AIM OF THE TASK
Locate each line in the material below that contains the string "sweater", and copy every such line in full.

[Excerpts of annotation records]

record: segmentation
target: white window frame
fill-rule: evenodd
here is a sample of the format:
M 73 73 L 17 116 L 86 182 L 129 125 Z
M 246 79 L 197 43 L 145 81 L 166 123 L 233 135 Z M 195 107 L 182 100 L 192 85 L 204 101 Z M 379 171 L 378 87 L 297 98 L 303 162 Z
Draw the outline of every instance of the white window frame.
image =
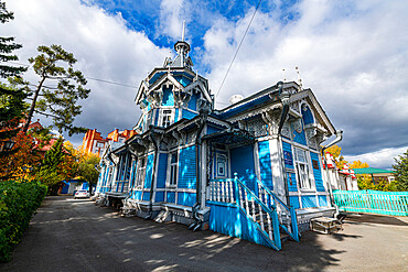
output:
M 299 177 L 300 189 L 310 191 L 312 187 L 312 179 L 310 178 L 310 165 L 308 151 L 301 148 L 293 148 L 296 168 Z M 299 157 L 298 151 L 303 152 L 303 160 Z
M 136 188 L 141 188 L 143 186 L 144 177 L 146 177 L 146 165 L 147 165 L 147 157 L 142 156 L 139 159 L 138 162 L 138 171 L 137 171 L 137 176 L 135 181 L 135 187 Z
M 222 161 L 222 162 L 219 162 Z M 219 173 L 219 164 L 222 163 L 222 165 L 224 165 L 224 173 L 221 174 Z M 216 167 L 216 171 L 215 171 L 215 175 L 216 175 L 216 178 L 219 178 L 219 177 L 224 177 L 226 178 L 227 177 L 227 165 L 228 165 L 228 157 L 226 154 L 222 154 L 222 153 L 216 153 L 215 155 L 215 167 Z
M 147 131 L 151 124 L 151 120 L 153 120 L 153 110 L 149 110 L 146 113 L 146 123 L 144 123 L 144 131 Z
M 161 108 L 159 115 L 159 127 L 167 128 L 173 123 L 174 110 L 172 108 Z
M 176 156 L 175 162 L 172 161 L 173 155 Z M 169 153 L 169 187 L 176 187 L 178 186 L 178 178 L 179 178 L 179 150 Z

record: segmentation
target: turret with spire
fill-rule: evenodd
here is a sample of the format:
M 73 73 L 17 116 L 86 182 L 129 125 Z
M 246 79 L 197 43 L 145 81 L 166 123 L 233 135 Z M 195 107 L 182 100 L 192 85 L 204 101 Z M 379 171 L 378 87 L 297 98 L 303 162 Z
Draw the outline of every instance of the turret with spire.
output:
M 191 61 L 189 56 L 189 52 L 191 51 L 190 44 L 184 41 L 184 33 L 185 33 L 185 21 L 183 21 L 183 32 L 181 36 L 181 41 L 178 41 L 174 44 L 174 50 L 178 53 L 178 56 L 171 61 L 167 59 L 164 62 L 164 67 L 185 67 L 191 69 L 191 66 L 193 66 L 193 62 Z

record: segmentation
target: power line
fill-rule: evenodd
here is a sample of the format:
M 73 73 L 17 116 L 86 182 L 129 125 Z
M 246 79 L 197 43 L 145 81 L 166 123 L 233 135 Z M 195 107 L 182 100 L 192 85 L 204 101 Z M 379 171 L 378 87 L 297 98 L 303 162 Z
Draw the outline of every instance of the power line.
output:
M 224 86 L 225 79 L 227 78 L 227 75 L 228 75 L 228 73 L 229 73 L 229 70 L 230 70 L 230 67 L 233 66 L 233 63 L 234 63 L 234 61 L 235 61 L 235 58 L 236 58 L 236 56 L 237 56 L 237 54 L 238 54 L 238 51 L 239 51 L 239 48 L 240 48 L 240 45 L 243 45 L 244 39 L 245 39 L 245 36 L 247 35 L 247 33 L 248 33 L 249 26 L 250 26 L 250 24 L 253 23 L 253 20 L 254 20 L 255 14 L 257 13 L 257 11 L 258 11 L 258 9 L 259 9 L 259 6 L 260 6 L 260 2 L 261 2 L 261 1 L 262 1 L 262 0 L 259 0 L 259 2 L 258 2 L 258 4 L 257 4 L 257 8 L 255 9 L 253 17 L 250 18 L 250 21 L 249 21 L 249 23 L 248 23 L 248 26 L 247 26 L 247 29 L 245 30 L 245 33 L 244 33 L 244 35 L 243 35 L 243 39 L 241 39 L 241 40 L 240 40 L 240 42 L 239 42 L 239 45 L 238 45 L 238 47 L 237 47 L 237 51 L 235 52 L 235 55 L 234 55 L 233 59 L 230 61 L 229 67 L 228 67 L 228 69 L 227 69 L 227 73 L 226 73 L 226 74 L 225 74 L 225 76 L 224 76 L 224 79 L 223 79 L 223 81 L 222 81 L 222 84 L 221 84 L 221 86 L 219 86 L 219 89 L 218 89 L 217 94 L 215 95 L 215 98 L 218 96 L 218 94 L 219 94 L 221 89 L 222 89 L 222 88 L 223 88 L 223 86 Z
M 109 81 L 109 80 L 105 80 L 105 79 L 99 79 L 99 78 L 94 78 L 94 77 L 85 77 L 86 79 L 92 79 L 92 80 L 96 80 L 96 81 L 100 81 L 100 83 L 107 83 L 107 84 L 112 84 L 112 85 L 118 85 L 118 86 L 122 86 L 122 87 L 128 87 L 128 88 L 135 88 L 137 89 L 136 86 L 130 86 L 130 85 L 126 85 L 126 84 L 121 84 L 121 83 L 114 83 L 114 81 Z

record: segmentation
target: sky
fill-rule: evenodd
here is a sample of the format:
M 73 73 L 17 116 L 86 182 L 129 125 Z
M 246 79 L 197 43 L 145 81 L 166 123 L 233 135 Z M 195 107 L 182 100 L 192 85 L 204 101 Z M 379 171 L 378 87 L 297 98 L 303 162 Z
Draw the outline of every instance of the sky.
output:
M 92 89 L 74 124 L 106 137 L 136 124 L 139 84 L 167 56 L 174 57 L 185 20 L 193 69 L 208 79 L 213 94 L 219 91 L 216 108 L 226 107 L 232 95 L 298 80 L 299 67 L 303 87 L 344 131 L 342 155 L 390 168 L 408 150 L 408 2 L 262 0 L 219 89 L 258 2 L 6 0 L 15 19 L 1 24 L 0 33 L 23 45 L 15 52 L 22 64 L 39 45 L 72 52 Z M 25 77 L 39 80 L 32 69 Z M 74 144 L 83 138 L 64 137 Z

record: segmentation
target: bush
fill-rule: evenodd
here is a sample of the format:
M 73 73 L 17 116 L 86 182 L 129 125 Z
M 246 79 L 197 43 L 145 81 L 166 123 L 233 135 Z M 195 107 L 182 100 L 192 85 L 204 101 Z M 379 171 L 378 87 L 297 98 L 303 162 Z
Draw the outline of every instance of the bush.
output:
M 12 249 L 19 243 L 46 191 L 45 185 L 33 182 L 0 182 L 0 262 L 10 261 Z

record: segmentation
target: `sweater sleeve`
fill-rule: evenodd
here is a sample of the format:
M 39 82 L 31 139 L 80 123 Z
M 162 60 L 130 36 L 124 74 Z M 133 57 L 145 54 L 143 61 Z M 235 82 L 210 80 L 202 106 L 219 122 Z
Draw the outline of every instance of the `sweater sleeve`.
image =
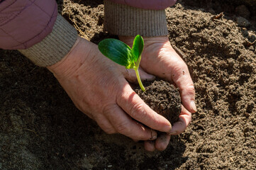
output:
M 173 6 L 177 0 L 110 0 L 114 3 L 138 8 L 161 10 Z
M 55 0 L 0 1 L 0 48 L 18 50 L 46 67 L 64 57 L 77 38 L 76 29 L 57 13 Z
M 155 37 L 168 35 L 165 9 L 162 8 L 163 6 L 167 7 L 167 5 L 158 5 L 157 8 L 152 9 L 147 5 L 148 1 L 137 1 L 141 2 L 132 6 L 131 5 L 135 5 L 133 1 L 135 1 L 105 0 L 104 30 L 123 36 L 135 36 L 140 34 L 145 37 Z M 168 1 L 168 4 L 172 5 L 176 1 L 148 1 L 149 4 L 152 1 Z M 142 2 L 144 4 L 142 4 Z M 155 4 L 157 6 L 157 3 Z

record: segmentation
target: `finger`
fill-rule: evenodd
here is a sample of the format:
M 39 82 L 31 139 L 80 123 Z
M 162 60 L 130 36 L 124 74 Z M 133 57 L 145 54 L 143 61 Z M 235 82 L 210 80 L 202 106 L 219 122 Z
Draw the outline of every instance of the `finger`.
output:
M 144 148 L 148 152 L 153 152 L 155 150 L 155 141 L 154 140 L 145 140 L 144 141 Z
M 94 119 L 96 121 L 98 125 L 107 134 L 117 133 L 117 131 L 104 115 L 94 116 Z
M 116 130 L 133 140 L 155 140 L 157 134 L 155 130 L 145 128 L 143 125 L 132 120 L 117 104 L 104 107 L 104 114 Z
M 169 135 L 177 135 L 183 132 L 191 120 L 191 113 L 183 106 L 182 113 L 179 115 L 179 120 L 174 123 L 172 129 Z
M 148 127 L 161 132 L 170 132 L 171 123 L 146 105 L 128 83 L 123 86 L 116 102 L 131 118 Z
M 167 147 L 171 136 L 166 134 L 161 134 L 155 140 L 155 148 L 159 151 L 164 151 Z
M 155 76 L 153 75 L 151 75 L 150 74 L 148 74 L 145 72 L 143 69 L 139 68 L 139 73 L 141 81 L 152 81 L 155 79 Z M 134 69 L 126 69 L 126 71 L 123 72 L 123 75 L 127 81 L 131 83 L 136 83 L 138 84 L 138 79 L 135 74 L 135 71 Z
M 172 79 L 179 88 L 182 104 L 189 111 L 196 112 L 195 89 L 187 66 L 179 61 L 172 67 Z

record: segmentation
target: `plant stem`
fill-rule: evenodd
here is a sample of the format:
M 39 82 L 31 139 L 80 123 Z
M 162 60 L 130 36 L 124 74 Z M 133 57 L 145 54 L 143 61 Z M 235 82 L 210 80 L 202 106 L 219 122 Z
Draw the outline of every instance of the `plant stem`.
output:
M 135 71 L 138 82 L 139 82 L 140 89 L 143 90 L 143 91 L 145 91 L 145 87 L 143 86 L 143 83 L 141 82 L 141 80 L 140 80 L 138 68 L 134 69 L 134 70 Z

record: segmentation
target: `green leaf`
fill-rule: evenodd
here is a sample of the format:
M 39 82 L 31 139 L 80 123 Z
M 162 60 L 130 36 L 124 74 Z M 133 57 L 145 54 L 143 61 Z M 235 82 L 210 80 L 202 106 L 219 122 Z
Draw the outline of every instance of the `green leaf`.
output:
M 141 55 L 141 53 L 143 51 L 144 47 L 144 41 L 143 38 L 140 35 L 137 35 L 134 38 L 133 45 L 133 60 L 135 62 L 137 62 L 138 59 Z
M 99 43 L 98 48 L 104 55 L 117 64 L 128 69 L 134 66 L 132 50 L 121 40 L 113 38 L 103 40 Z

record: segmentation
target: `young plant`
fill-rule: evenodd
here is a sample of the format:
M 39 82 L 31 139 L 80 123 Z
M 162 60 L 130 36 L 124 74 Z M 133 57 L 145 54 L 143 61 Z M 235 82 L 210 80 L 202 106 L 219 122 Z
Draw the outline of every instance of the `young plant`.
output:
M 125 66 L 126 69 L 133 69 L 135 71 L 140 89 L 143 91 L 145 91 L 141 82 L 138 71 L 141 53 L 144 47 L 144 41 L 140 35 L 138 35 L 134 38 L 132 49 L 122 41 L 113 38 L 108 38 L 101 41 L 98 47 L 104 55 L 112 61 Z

==

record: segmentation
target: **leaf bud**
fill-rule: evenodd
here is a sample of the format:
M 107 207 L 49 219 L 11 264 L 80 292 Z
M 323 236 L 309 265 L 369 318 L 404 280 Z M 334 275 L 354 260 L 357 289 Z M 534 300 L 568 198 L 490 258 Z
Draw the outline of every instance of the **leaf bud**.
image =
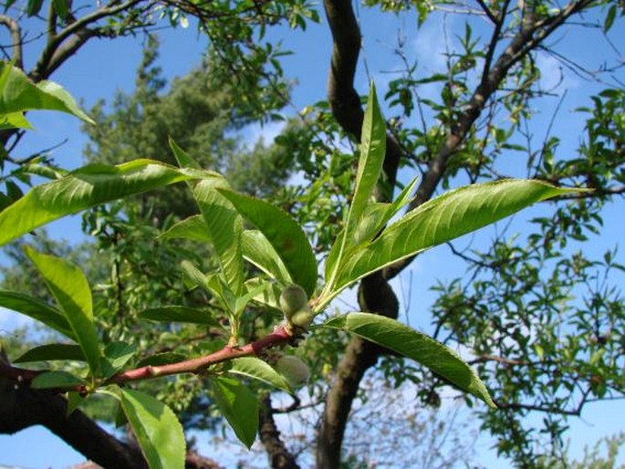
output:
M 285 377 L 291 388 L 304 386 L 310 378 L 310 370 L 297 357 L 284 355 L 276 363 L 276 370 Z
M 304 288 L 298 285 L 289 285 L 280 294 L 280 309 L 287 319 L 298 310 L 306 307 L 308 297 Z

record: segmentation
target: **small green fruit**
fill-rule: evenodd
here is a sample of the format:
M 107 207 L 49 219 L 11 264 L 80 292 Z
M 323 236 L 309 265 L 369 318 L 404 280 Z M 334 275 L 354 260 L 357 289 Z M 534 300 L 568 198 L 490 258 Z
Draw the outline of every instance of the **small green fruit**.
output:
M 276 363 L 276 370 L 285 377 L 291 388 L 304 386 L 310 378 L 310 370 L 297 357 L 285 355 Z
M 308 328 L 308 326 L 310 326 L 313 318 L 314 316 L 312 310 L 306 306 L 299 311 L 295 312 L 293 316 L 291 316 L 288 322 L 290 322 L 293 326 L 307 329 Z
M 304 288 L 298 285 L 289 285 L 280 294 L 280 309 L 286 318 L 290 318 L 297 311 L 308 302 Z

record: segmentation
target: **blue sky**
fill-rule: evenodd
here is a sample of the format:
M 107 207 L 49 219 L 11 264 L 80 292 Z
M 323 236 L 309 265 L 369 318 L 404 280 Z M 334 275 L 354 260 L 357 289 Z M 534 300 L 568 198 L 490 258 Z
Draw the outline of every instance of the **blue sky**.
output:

...

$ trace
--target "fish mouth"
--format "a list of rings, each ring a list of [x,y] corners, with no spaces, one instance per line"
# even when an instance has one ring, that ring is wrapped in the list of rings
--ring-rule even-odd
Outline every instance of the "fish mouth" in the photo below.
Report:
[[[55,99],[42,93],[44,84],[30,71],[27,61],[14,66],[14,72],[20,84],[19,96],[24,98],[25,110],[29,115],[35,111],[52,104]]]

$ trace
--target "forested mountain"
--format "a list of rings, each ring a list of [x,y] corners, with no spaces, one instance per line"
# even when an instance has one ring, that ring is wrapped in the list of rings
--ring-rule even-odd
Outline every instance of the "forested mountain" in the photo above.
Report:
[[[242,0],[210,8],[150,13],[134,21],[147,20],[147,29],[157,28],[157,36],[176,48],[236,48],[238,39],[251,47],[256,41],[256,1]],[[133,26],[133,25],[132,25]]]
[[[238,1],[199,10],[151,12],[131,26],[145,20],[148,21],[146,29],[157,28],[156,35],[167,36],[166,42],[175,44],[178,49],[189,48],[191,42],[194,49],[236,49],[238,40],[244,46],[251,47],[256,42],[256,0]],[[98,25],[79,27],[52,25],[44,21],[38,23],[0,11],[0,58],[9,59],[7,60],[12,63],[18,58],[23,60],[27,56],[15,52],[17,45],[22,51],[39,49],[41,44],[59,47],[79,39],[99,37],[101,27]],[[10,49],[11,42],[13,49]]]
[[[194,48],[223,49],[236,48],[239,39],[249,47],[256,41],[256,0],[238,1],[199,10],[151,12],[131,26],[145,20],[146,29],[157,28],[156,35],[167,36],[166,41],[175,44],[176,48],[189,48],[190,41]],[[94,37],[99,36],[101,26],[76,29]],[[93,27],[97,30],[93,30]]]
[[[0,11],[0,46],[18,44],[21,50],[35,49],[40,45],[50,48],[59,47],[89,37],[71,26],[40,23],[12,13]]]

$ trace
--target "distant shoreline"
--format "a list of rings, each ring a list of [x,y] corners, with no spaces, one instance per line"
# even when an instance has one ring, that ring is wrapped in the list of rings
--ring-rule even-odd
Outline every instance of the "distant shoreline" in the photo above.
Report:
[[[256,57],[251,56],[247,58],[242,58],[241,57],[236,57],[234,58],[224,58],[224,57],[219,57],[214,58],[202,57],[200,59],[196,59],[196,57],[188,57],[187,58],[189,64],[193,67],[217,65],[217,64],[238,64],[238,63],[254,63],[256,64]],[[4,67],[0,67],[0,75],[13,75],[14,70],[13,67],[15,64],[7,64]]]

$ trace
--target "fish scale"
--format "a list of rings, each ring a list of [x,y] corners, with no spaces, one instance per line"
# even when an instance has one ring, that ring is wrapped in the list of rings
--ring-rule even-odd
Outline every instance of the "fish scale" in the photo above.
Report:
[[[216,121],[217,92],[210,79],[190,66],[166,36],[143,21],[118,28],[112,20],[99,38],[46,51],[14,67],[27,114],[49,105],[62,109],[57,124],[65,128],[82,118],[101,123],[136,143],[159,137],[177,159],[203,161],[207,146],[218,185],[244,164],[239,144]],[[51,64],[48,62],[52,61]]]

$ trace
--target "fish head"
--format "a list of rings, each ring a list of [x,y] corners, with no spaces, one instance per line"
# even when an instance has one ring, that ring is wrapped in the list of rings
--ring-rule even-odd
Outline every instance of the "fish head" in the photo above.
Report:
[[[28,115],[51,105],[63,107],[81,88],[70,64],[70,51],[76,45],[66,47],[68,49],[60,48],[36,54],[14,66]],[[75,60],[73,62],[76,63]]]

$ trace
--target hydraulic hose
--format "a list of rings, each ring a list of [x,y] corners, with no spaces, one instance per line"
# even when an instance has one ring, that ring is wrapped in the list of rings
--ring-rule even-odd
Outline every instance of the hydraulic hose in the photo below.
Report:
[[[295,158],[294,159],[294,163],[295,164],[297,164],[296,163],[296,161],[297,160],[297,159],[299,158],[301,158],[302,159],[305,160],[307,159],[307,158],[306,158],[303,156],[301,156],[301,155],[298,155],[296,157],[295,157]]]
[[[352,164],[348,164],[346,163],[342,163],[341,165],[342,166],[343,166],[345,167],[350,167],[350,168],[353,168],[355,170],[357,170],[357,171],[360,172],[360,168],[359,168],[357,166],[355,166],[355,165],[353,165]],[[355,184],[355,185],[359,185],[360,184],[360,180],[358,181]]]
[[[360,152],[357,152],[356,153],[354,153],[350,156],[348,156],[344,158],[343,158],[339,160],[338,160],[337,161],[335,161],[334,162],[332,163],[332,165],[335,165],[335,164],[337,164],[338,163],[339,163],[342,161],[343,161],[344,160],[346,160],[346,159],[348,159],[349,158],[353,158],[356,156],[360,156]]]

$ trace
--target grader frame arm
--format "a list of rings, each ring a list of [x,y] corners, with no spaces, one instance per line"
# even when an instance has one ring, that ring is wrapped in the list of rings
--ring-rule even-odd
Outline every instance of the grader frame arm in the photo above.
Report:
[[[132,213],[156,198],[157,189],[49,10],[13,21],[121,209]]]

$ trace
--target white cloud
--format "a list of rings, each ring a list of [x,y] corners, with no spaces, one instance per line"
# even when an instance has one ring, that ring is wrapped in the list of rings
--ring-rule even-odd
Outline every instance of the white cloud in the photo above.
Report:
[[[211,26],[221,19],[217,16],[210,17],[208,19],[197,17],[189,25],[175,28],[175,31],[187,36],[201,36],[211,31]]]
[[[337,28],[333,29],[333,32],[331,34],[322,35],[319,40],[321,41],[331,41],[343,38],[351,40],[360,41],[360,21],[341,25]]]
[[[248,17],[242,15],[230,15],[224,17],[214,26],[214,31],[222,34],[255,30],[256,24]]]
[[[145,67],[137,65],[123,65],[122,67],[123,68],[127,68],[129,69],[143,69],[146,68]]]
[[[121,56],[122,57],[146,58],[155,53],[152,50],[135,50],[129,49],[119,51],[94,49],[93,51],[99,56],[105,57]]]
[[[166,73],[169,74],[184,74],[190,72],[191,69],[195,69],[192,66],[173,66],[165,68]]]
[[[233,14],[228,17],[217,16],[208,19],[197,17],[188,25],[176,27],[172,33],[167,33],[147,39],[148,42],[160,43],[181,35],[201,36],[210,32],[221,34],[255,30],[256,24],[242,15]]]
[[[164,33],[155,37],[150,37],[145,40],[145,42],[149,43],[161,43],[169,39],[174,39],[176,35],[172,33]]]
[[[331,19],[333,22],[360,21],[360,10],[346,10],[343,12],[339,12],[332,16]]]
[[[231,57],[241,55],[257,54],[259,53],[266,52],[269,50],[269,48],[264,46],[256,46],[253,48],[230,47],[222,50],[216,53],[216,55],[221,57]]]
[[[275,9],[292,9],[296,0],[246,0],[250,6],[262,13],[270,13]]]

OUTPUT FOR THIS EXERCISE
target: `sweater sleeve`
Draw the outline of every instance of the `sweater sleeve`.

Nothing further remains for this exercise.